> [Exercise brief]:
Give back every line of the items below word for word, leaving out the pictures.

> [Records to process]:
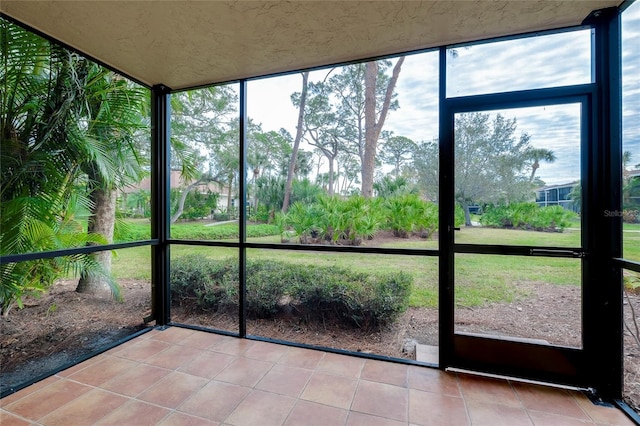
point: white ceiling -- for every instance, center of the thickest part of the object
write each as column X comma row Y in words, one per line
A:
column 188, row 43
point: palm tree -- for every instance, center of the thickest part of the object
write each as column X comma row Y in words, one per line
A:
column 537, row 155
column 68, row 131
column 113, row 111
column 41, row 157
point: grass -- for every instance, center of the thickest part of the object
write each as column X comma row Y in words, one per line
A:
column 480, row 279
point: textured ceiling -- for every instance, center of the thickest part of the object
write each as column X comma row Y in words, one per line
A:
column 188, row 43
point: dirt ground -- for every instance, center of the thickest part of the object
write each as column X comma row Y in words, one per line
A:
column 63, row 326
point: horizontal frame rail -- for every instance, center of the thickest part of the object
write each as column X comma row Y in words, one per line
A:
column 15, row 258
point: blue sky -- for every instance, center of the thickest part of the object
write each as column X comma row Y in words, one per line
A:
column 554, row 60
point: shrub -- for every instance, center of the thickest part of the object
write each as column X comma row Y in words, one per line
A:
column 407, row 214
column 203, row 282
column 527, row 216
column 316, row 292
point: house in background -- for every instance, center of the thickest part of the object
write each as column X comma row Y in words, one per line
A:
column 171, row 46
column 558, row 195
column 178, row 183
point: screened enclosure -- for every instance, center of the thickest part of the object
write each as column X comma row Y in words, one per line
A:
column 401, row 207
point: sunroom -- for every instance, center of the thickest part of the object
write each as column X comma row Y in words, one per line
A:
column 334, row 209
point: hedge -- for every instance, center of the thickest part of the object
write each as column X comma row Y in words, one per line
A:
column 315, row 293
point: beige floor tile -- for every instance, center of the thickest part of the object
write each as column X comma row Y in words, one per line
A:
column 46, row 400
column 381, row 399
column 86, row 409
column 136, row 413
column 550, row 400
column 8, row 419
column 181, row 419
column 215, row 401
column 100, row 372
column 142, row 349
column 202, row 340
column 341, row 365
column 427, row 408
column 385, row 372
column 232, row 346
column 173, row 389
column 136, row 380
column 174, row 357
column 261, row 408
column 303, row 358
column 432, row 380
column 244, row 372
column 28, row 390
column 489, row 414
column 263, row 351
column 306, row 413
column 361, row 419
column 488, row 390
column 285, row 380
column 207, row 364
column 329, row 389
column 541, row 418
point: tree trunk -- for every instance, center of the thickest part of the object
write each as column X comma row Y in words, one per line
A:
column 101, row 222
column 467, row 214
column 183, row 197
column 330, row 185
column 296, row 143
column 372, row 127
column 535, row 166
column 229, row 198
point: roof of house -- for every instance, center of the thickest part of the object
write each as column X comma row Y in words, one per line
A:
column 183, row 44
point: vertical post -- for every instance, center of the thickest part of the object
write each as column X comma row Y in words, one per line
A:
column 445, row 220
column 160, row 218
column 602, row 279
column 242, row 200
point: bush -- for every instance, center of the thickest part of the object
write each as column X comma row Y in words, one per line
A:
column 206, row 283
column 315, row 292
column 527, row 216
column 407, row 214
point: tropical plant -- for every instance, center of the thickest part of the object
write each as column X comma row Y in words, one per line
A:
column 48, row 142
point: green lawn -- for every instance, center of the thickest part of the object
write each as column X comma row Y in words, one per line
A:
column 479, row 279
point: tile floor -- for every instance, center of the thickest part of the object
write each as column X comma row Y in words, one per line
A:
column 184, row 377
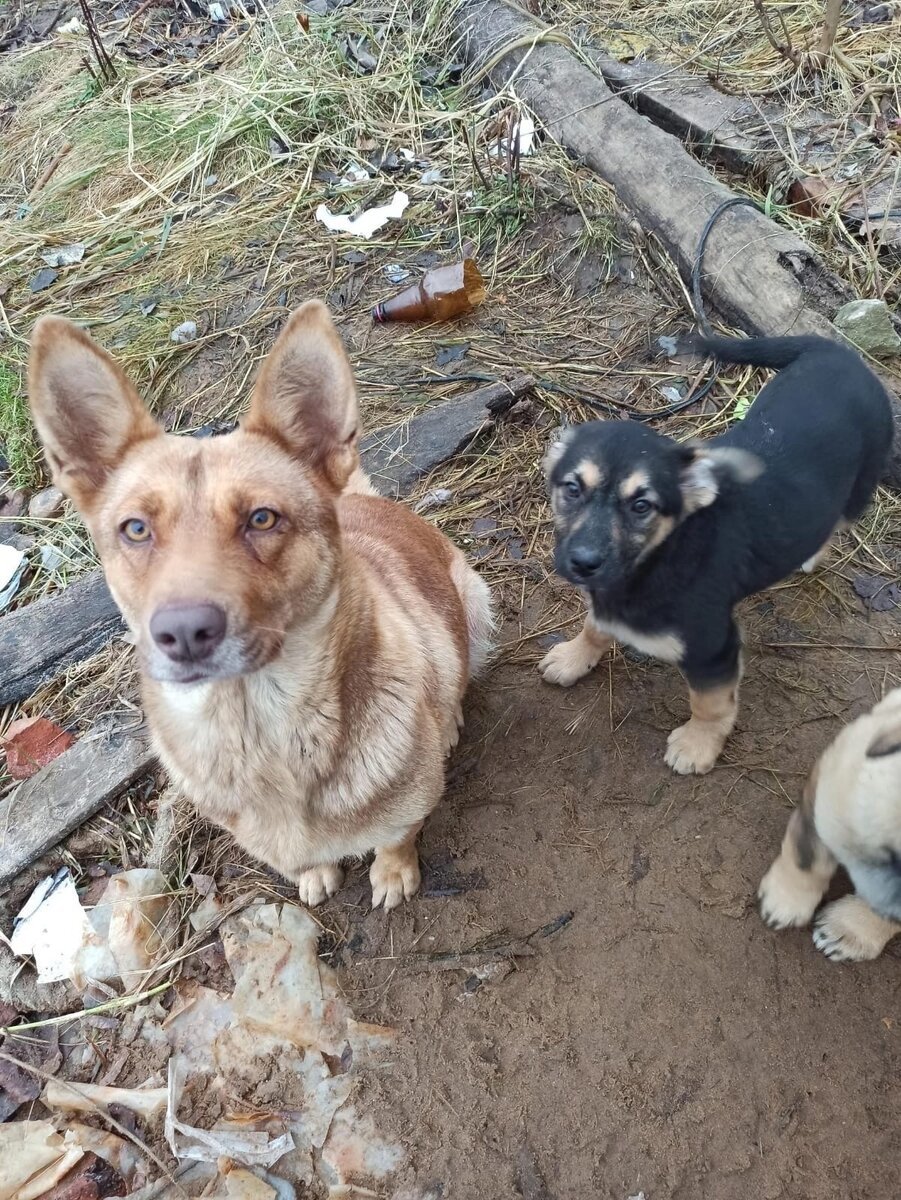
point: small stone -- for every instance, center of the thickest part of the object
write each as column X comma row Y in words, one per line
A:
column 868, row 324
column 184, row 333
column 46, row 504
column 43, row 280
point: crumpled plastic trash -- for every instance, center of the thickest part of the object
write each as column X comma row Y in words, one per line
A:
column 367, row 222
column 119, row 939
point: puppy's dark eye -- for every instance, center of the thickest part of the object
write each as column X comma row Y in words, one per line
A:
column 134, row 531
column 262, row 520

> [The answer]:
point: white ceiling -- for every instance, center of the thickest part of the object
write each as column X comma row Y in words, one per line
A:
column 188, row 43
point: palm tree -- for every instance, center of the thickest part of the object
write each as column X comma row Y in words, one per line
A:
column 537, row 155
column 68, row 131
column 113, row 111
column 41, row 157
point: grass -- for every instance, center of the thickest part of the object
write each as column X comma row Y in words, one per line
A:
column 480, row 279
point: textured ceiling -- for every instance, center of the thickest part of the object
write each as column X comma row Y in words, one per line
A:
column 188, row 43
point: dirt ground -- for every instance, center of the thickest part of the object
write each as column X comma row Y in words, one per line
A:
column 63, row 326
point: horizontal frame rail -- for every instance, center of the thickest part of the object
write each as column X comma row Y in words, one per line
A:
column 15, row 258
point: blue sky -- for every instance, center of the thickest part of the object
write each as column X comma row Y in words, one per line
A:
column 554, row 60
point: shrub -- for every instance, center of the thickest part of the object
write each as column X comma row Y in words, one per line
A:
column 407, row 214
column 203, row 282
column 527, row 216
column 316, row 292
point: house in background -- for every instance, center of the thickest part of the object
write each as column X comma row Y in words, one per line
A:
column 171, row 46
column 558, row 195
column 178, row 183
point: screened enclosure -- for every instance, center of the thickest part of the object
write each as column X comma row Y in words, one per line
A:
column 401, row 207
point: sunroom -- for every instance, center of the thickest part of the object
write each as column X comma row Y in words, one per line
A:
column 334, row 209
point: hedge -- for every instance, center of the thickest part of the object
write each as column X comma row Y in words, one per line
A:
column 315, row 293
point: beige floor tile -- for every instance, center of the thickest part of the object
write each as column X comma row Y in words, one per line
A:
column 46, row 400
column 381, row 399
column 86, row 409
column 136, row 413
column 550, row 400
column 8, row 419
column 181, row 419
column 215, row 401
column 100, row 372
column 142, row 349
column 202, row 340
column 341, row 365
column 427, row 408
column 385, row 372
column 232, row 346
column 173, row 389
column 136, row 380
column 174, row 357
column 261, row 408
column 303, row 358
column 432, row 380
column 244, row 372
column 28, row 390
column 489, row 414
column 263, row 351
column 306, row 413
column 361, row 419
column 488, row 390
column 285, row 380
column 207, row 364
column 329, row 389
column 541, row 418
point: tree trunk -- for every instance, center of the thickest part of the object
write each as column X comma row Y in words, one per line
A:
column 101, row 222
column 467, row 214
column 183, row 197
column 330, row 185
column 296, row 143
column 372, row 127
column 535, row 166
column 229, row 198
point: roof of house -- for every instance, center of the thickest part of the object
write each as column X comma row Y in words, one per line
A:
column 183, row 44
point: vertical post -- for every instance, center of the thickest part of the object
write each as column X comma row Y in words, one per line
A:
column 445, row 220
column 160, row 218
column 602, row 279
column 242, row 200
point: bush -- for every instance, center of the thickest part of the object
write each as column X comma row Y in words, one per line
A:
column 206, row 283
column 315, row 292
column 527, row 216
column 407, row 214
point: tropical plant -- for every instance, center of the thickest part of the object
write each as column X comma row Y in words, one per line
A:
column 48, row 142
point: green lawn -- for every instance, center of the thickest part of the object
write each as column X comma row Y in words, one per line
A:
column 479, row 279
point: tile floor -- for every instance, center of the thickest part of the object
write each as column X comma row Y in words, one per line
A:
column 184, row 377
point: small stone -- for every instance, center of the thickest part of the object
write each as column X comma row Y in words, one per line
A:
column 868, row 324
column 184, row 333
column 46, row 504
column 43, row 280
point: crumpled plastic trash -- for every instance, center of the thickest part of the object
write each as column X comma row Y in words, one per line
A:
column 367, row 222
column 119, row 939
point: puppy's dark eye -- for every instance, center of the thickest part of the object
write each as column X comma row Y in words, one per line
A:
column 134, row 531
column 262, row 520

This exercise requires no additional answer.